> **Problem details**
Restrict the output to the lines below starting at the one that contains "Target: clear shallow water" and ending at the one that contains "Task: indicate the rocky reef", and restate them word for word, both ends included.

[Point-per-instance localization data]

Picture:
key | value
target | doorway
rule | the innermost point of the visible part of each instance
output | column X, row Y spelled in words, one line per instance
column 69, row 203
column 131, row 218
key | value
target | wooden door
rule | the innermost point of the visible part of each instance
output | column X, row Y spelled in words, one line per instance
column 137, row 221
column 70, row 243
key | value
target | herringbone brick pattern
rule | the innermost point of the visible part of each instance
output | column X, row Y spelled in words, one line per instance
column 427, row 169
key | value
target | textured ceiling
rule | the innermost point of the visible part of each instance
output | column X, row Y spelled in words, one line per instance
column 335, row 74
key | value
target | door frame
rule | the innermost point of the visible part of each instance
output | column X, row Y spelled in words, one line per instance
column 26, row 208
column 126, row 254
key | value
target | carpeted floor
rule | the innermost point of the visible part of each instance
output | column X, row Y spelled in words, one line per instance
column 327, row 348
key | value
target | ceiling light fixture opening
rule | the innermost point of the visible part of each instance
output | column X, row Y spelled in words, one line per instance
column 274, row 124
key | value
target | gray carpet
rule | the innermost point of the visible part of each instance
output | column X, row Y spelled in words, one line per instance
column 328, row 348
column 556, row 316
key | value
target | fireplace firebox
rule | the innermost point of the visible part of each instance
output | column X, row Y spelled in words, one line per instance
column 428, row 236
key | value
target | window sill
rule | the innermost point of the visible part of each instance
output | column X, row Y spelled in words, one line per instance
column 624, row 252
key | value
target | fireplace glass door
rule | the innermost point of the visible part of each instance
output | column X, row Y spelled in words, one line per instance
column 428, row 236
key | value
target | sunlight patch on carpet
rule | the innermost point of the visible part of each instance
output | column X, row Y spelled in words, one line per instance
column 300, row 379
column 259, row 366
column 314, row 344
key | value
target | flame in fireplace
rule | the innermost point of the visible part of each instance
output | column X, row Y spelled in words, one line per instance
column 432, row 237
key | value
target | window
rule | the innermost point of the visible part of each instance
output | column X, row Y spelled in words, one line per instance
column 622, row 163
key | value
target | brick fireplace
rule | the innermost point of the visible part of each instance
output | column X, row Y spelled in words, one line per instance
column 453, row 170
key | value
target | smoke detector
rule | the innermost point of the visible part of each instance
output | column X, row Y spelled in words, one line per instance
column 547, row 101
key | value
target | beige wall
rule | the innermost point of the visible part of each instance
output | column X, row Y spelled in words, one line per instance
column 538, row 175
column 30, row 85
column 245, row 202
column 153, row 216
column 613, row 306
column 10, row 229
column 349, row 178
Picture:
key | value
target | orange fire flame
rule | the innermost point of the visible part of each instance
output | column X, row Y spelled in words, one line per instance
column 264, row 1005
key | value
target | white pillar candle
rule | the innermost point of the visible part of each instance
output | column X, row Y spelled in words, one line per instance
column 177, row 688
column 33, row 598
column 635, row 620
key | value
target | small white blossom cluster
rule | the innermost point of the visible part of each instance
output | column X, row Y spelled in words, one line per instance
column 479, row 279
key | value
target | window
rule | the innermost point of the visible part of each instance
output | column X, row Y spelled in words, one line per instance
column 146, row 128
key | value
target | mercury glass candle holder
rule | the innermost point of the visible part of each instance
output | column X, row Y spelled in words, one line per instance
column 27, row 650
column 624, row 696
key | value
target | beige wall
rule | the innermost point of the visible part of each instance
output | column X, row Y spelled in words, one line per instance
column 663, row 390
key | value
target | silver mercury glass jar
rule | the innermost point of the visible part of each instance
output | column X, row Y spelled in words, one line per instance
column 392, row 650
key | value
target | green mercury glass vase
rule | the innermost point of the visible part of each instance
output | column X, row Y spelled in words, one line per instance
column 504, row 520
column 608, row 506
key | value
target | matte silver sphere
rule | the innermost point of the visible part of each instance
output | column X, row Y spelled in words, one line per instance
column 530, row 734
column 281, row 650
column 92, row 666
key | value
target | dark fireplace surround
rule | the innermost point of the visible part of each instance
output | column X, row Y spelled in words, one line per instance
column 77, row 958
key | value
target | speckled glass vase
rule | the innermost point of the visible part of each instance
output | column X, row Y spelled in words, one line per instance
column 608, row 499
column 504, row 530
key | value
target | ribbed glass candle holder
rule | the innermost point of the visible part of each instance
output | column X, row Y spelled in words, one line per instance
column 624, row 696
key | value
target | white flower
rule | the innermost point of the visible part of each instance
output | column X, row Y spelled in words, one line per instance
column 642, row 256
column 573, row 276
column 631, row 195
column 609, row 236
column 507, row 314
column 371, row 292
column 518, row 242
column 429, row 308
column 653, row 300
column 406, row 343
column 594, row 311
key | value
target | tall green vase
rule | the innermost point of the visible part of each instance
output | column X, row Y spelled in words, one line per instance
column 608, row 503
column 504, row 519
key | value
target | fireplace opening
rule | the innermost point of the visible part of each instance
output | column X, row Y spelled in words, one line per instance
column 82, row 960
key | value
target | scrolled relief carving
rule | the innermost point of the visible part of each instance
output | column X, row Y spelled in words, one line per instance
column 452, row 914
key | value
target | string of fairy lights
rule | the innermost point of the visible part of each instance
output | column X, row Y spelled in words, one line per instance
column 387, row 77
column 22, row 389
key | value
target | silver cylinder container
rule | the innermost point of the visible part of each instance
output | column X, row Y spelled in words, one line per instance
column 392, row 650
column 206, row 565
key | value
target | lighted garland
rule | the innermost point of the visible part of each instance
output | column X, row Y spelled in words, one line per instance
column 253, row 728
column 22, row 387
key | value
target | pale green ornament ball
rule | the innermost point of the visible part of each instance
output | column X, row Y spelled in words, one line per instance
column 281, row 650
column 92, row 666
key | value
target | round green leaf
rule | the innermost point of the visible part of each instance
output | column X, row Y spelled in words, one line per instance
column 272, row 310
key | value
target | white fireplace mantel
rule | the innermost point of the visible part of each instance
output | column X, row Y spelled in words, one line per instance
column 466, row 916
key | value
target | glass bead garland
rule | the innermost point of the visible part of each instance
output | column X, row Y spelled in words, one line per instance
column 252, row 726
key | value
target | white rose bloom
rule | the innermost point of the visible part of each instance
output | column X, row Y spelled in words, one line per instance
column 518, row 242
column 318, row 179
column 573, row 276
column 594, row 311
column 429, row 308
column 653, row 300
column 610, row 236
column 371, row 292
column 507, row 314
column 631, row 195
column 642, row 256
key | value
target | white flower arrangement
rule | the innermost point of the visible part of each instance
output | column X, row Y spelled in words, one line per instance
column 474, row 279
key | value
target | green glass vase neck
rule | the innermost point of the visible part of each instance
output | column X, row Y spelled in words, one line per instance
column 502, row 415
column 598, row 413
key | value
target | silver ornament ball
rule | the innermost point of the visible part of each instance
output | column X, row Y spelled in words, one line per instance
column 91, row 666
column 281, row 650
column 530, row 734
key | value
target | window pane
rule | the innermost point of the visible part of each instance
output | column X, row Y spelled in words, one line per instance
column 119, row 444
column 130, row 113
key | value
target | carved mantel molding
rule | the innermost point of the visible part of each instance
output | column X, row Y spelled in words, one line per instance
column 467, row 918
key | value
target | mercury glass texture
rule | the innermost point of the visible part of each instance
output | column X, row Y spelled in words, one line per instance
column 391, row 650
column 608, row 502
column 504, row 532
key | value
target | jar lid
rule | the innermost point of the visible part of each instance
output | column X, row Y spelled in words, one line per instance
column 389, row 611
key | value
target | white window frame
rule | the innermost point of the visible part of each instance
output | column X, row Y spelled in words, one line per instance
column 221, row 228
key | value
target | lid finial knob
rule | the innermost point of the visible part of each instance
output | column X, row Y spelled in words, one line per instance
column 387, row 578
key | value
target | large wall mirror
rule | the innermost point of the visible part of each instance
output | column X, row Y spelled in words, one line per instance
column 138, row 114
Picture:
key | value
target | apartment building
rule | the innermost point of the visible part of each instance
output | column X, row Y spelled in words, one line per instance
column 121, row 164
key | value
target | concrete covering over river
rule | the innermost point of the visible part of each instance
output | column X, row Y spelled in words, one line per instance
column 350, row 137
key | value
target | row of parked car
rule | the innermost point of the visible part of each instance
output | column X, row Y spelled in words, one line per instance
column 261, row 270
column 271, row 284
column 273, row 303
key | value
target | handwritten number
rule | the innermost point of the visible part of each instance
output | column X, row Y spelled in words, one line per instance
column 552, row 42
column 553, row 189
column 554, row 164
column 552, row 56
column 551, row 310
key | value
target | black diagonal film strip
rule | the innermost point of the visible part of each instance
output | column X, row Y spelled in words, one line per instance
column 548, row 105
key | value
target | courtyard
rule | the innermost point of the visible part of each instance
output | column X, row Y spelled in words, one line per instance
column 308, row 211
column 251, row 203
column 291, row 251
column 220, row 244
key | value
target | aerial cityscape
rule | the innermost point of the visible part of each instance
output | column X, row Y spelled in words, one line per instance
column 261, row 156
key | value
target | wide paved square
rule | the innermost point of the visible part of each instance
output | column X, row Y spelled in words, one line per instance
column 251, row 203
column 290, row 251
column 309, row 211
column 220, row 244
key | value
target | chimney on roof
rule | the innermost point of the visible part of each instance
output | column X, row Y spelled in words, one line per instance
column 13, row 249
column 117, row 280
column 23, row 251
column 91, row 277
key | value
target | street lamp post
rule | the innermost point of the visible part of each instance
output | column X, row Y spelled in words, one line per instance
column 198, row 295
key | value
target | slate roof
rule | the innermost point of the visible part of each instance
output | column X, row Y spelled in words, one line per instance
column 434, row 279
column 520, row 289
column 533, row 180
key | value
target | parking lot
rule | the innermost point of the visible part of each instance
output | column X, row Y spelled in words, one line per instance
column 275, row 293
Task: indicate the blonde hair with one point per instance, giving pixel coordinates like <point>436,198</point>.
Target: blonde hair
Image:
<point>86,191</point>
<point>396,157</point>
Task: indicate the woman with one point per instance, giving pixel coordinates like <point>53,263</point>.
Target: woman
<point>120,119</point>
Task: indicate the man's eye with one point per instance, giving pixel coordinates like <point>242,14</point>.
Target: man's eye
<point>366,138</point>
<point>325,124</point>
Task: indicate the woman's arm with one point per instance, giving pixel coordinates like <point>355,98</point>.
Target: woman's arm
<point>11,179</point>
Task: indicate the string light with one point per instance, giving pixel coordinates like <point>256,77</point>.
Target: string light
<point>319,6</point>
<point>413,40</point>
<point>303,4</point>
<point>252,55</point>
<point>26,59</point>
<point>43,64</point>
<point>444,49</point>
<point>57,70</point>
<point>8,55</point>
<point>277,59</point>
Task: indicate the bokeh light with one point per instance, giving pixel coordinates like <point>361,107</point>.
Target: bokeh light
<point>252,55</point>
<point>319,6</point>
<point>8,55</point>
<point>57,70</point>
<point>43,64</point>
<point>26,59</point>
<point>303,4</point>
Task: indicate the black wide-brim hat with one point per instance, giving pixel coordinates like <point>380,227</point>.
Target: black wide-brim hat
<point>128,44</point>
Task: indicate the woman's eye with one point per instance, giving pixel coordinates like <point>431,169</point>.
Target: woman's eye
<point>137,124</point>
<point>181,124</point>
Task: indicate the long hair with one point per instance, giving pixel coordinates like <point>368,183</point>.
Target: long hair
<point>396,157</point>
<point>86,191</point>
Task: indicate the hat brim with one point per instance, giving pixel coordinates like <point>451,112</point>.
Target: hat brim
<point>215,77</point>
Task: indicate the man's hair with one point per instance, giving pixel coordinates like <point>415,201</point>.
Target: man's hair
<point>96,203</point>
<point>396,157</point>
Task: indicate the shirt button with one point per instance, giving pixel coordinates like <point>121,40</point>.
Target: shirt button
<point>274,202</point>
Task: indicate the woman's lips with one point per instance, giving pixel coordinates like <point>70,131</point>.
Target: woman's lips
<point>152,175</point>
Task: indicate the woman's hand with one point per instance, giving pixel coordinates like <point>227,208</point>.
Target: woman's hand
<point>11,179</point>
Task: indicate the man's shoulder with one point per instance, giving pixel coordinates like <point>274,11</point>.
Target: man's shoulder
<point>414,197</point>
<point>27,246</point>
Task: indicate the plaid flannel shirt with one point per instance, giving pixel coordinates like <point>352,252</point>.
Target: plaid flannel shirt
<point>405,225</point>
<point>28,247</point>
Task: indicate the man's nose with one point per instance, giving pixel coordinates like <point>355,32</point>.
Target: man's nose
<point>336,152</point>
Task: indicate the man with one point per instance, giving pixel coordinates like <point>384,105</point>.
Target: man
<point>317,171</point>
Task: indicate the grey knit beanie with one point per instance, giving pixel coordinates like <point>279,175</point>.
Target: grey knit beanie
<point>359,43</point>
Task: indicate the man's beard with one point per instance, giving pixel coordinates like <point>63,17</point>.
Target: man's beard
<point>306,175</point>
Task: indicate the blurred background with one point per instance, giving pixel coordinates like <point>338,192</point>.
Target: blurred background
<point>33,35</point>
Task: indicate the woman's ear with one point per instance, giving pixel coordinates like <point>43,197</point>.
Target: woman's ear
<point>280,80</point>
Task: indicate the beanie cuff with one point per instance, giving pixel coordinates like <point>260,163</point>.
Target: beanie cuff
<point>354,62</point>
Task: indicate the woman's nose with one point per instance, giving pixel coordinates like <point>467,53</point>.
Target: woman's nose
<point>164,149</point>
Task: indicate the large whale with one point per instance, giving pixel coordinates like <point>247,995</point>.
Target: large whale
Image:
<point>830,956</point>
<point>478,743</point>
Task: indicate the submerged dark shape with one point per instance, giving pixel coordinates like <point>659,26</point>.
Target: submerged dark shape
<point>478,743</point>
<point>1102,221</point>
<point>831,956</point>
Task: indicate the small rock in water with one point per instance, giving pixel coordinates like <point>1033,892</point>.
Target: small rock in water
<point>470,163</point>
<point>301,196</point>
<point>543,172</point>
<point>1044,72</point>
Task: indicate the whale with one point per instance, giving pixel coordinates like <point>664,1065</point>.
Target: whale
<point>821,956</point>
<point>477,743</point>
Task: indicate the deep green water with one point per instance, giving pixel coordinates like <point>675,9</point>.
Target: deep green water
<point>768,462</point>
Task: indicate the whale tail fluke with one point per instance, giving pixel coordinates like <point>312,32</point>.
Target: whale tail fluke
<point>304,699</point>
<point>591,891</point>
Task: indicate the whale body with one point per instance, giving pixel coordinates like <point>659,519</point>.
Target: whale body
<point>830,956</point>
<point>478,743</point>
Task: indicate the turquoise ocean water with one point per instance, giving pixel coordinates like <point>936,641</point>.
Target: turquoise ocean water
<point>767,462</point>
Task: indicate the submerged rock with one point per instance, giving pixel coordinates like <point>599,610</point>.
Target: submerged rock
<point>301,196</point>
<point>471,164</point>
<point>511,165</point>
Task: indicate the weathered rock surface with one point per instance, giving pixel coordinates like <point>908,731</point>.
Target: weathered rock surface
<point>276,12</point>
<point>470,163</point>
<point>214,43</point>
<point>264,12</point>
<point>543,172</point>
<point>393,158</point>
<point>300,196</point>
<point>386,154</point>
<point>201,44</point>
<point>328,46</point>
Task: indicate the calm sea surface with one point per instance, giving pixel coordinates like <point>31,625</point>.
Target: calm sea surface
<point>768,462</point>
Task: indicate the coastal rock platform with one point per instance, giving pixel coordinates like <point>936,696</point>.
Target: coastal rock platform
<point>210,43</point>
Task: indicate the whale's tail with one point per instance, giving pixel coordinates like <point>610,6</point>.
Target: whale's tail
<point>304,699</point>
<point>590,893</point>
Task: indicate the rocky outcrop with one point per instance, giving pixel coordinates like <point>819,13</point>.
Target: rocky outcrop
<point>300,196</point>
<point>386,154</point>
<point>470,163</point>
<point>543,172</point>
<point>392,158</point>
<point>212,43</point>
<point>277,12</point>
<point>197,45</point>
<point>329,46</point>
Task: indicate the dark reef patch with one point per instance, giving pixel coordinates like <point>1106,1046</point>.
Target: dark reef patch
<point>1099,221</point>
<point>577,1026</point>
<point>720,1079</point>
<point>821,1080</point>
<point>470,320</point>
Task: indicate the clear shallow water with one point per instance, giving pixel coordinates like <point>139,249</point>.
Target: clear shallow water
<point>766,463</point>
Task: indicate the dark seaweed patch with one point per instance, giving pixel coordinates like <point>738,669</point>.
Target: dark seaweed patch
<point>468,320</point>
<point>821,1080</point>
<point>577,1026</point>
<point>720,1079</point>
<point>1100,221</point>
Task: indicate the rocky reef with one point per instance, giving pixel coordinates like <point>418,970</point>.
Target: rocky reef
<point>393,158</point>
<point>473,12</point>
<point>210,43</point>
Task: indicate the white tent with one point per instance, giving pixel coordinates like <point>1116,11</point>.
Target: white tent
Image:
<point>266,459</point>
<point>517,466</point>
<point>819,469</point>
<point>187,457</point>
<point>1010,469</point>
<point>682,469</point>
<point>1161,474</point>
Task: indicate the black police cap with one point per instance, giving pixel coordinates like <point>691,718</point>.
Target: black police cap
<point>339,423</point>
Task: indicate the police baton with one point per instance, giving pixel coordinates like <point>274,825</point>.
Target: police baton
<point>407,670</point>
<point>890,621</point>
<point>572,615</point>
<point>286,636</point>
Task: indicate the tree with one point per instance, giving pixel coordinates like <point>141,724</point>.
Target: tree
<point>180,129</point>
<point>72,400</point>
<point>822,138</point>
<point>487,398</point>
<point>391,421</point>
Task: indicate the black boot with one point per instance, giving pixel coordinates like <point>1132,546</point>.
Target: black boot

> **Response**
Target: clear shallow water
<point>766,463</point>
Task: indicate the dark seaweed patch with one point per instance, giving pixel coordinates like <point>738,669</point>.
Target: dark seaweed patch
<point>468,320</point>
<point>821,1080</point>
<point>577,1026</point>
<point>720,1079</point>
<point>1100,221</point>
Task: indicate the rocky reef with one point per instance, giving pixel coordinates like <point>418,970</point>.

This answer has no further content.